Pointing dataset excerpts:
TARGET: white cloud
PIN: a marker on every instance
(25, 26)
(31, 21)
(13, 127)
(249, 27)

» Written exercise:
Echo the data above line for line, with no changes.

» Problem solution:
TARGET: white cloud
PIN: a marker on every instance
(25, 26)
(31, 21)
(13, 127)
(249, 27)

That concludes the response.